Could you set down every record exactly as it appears?

EXCERPTED RECORDS =
>>>
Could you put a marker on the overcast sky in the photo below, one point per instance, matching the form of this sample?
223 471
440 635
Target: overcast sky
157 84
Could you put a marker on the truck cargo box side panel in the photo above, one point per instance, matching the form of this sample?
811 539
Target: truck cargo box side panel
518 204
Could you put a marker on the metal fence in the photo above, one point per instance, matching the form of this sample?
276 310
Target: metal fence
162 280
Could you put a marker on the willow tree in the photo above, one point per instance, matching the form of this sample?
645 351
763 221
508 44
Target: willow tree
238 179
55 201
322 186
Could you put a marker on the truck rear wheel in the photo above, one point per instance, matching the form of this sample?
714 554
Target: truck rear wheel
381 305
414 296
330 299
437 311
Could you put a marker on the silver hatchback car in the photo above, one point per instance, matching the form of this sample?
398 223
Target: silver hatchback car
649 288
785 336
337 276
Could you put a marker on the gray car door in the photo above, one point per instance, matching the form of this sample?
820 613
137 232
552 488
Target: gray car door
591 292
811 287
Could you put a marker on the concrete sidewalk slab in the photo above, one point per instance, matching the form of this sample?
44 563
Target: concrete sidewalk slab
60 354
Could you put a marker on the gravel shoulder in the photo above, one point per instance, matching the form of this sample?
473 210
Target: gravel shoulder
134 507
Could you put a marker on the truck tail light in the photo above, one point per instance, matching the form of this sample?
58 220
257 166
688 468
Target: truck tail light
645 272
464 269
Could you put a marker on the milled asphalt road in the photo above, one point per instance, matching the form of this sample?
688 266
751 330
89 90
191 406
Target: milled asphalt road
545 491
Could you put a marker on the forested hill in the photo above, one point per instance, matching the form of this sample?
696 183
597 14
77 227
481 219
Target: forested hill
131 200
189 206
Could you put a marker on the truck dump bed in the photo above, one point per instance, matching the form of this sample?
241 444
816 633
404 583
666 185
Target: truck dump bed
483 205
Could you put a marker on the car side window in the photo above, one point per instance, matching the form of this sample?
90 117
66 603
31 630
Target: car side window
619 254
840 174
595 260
<<<
WRITTEN ANSWER =
Could you put a marker on the overcast sky in the photo below, one point per instance, matching the form of this sample?
223 471
440 635
Target: overcast sky
157 84
Could you put a marker on the truck cargo box side panel in the photo above, one point per instance, matching the form of this sample?
811 539
Target: truck cargo box side panel
518 204
Could you put a marker on the metal fence in the photo above, one point per instance, matching the form of this sample?
276 310
Target: metal fence
162 280
Could you put a marker on the willow tree in the photo above, one point per instance, matching the form of this sample?
645 351
763 221
508 44
Target: willow tree
238 179
55 201
322 186
Could you put a marker on the truck rear wheel in the photo above, one point per instance, matching the form of this sample?
714 554
Target: truck rear wheel
381 305
414 296
330 299
437 311
Could you put a marker on the silver hatchback car in the photo above, one point per instance, matching the form of this sample?
398 223
Target: silver hatchback car
649 288
785 336
337 276
Could you put a marker on the gray car door in the photo above, one point per instance, matching the form of this sample?
820 613
137 232
552 488
Target: gray car door
591 292
811 287
Could you put a marker on the concrete sidewalk slab in the photo above, one point per instance, matching the form of this sample?
44 563
Target: concrete sidewalk slab
60 354
Could you put a marker on the gravel shoulder in the photo above, one point per instance, matching the form of this sample?
473 210
Target: gravel shoulder
134 507
Could you put a marker on the truck tail light in the photo above, one point per instance, matching the form of this sample?
58 220
257 166
688 468
Target: truck tail light
645 272
464 269
Could you put a marker on the milled asphalt road in the photo above, one point per instance, matching the form of this sample?
688 266
751 330
89 90
191 406
Target: milled asphalt road
545 491
Could you put a marker on the forested hill in the photo above, one point per instance, matching the form of this sample?
696 183
597 14
77 227
481 219
Target: forested hill
131 200
189 206
Could you put a marker on the truck dump bed in the photo above, one point per instance, matching the form of this sample?
241 444
816 633
404 583
666 185
Target: truck dump bed
483 205
Could you put a marker on the car side window in the photo above, one point per instance, matching the form of this sample?
90 117
66 603
31 630
Target: car side window
619 254
840 174
595 260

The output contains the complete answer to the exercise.